(Excerpts of location labeling data)
........
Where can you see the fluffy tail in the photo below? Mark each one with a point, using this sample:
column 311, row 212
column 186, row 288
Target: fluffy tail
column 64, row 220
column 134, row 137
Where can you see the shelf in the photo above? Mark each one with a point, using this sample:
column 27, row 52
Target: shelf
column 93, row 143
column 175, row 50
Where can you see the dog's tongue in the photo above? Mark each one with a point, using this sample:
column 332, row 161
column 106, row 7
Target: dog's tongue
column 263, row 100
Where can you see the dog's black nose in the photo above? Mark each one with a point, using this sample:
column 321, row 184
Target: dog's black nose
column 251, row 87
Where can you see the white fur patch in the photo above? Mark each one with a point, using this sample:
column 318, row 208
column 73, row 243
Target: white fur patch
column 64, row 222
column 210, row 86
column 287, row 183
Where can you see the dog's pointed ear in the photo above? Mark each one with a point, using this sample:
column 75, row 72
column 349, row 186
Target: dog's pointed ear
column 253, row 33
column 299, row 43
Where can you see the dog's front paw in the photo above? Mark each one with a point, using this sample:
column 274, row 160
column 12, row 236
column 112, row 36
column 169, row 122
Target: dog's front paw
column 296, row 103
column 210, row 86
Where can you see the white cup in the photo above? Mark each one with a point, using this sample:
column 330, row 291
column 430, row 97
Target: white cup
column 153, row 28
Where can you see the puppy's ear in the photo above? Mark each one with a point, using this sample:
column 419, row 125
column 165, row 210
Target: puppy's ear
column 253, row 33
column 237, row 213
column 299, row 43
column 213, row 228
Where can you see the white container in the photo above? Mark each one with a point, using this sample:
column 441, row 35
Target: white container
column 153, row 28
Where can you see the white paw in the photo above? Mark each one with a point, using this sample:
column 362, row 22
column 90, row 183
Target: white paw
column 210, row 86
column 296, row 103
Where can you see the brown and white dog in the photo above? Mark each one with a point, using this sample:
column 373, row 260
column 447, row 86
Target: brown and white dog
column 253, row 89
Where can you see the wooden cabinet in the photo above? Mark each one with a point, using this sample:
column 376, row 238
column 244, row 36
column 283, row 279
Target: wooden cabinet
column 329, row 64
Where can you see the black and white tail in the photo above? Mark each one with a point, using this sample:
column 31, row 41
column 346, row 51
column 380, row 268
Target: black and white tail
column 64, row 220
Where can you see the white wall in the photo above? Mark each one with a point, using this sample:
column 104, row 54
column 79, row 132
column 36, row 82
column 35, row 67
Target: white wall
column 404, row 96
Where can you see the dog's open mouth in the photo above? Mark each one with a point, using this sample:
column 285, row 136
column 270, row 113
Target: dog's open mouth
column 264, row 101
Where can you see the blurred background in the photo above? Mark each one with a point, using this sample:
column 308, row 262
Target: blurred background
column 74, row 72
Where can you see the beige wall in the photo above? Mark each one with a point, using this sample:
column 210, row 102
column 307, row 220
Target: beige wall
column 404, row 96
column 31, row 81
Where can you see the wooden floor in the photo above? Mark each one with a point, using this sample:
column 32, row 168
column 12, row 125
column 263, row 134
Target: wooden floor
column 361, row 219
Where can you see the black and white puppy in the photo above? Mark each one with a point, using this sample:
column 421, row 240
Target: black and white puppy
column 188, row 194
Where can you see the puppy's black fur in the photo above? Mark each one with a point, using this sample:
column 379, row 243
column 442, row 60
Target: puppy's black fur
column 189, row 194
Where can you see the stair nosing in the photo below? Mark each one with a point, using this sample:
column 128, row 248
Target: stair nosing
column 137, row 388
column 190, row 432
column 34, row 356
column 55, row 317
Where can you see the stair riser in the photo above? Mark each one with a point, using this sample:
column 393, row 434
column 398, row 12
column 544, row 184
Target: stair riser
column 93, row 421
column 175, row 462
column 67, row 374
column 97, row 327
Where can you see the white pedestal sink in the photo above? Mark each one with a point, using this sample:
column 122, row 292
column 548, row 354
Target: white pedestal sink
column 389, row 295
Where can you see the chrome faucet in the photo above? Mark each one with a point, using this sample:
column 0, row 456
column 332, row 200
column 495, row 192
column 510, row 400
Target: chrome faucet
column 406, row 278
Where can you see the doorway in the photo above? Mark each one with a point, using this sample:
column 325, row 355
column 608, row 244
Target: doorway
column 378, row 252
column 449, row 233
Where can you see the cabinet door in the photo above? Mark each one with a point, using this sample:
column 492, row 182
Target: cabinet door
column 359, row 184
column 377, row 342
........
▶ _Task to complete_
Can you convert all the entries above into a JSON list of strings, with one string per line and blank lines left out?

▶ _Completed exercise_
[
  "Where can you see the fluffy tail in the photo below? Mark each one with a point, using this sample:",
  "column 311, row 212",
  "column 186, row 288",
  "Target: fluffy tail",
  "column 64, row 220",
  "column 134, row 137",
  "Where can you see the shelf in the photo above? Mark each one with a point, using this sample:",
  "column 27, row 52",
  "Target: shelf",
  "column 93, row 143",
  "column 175, row 50",
  "Where can you see the dog's tongue in the photo above? Mark each one with a point, using this sample:",
  "column 332, row 161",
  "column 106, row 7",
  "Target: dog's tongue",
  "column 263, row 100",
  "Where can you see the dog's black nose in the photo above? Mark each one with a point, using this sample:",
  "column 321, row 184",
  "Target: dog's black nose",
  "column 251, row 87",
  "Where can you see the white fur patch in the photo above? Mark each one with a point, using this sample:",
  "column 318, row 208",
  "column 73, row 243",
  "Target: white fur patch",
  "column 64, row 222",
  "column 210, row 86",
  "column 287, row 183",
  "Where can you see the dog's pointed ear in the photo above? Mark each one with a point, using this sample:",
  "column 75, row 72",
  "column 349, row 186",
  "Target: dog's pointed ear",
  "column 253, row 33",
  "column 299, row 43",
  "Where can you see the dog's front paw in the photo above? Mark each one with a point, using this sample:",
  "column 274, row 160",
  "column 12, row 236",
  "column 112, row 36",
  "column 169, row 122",
  "Target: dog's front paw",
  "column 296, row 103",
  "column 210, row 86",
  "Where can you see the white cup in the photo above? Mark each one with a point, using this sample:",
  "column 330, row 291",
  "column 430, row 97",
  "Target: white cup",
  "column 153, row 28",
  "Where can you see the puppy's ear in the photo above? Mark each one with a point, using this sample:",
  "column 419, row 125",
  "column 165, row 210",
  "Target: puppy's ear",
  "column 253, row 33",
  "column 237, row 213",
  "column 299, row 43",
  "column 213, row 228",
  "Where can you see the white container in the photo above? Mark each one with a point, using this sample:",
  "column 441, row 35",
  "Target: white container",
  "column 153, row 28",
  "Where can you see the white paw in the photo above? Mark each one with a point, using this sample:",
  "column 362, row 22",
  "column 90, row 183",
  "Target: white paw",
  "column 210, row 86",
  "column 296, row 103",
  "Where can you see the brown and white dog in the photo above? Mark each one with a point, using this sample:",
  "column 373, row 260",
  "column 447, row 86",
  "Target: brown and white dog",
  "column 253, row 89",
  "Where can you see the wooden cabinet in the photo above? Mark each one with a point, using this sample:",
  "column 376, row 238",
  "column 244, row 36",
  "column 283, row 279",
  "Target: wooden cabinet",
  "column 329, row 64",
  "Where can you see the black and white tail in the photo above? Mark each one with a point, using this sample:",
  "column 31, row 41",
  "column 346, row 51",
  "column 380, row 268",
  "Target: black and white tail",
  "column 64, row 220",
  "Where can you see the white wall in the photo above? Mark each one with a point, using this sample:",
  "column 104, row 54",
  "column 79, row 132",
  "column 36, row 82",
  "column 35, row 67",
  "Target: white wall",
  "column 404, row 96",
  "Where can you see the dog's open mouth in the photo above? Mark each one with a point, using this sample:",
  "column 285, row 136",
  "column 270, row 113",
  "Target: dog's open mouth",
  "column 264, row 101",
  "Where can you see the blurred background in the photo above? Mark each one with a point, using this sample:",
  "column 308, row 262",
  "Target: blurred background",
  "column 74, row 72",
  "Where can you see the beige wall in the photo above? Mark each one with a point, using this sample:",
  "column 210, row 102",
  "column 307, row 220",
  "Target: beige wall",
  "column 404, row 96",
  "column 31, row 81",
  "Where can you see the wooden floor in the photo above? Mark each one with a point, using this sample:",
  "column 32, row 168",
  "column 12, row 125",
  "column 263, row 134",
  "Target: wooden floor",
  "column 361, row 219",
  "Where can you see the black and white puppy in the photo above? Mark each one with a point, using this sample:",
  "column 421, row 240",
  "Target: black and white puppy",
  "column 188, row 194",
  "Where can you see the puppy's black fur in the photo above? Mark each one with a point, using this sample:",
  "column 379, row 243",
  "column 442, row 60",
  "Target: puppy's black fur",
  "column 189, row 194",
  "Where can you see the stair nosing in the photo below? Mark each one with a point, using this sample:",
  "column 128, row 248",
  "Target: stair nosing",
  "column 137, row 388",
  "column 190, row 432",
  "column 34, row 356",
  "column 55, row 317",
  "Where can you see the stair riser in the photo above? Mark each one with a point, using this sample:",
  "column 393, row 434",
  "column 398, row 12",
  "column 544, row 184",
  "Target: stair riser",
  "column 93, row 421",
  "column 175, row 462",
  "column 67, row 374",
  "column 97, row 327",
  "Where can you see the white pedestal sink in the photo above? Mark each one with a point, using this sample:",
  "column 122, row 292",
  "column 548, row 354",
  "Target: white pedestal sink",
  "column 389, row 295",
  "Where can you see the chrome faucet in the photo above? Mark each one with a point, using this sample:",
  "column 0, row 456",
  "column 332, row 200",
  "column 495, row 192",
  "column 510, row 400",
  "Target: chrome faucet",
  "column 406, row 278",
  "Where can you see the doorway in the photo above? Mark each one with a point, using this sample:",
  "column 325, row 355",
  "column 608, row 244",
  "Target: doorway",
  "column 378, row 252",
  "column 449, row 233",
  "Where can you see the cabinet door in the photo above? Mark each one with a point, using this sample:",
  "column 492, row 182",
  "Target: cabinet door",
  "column 359, row 184",
  "column 377, row 342"
]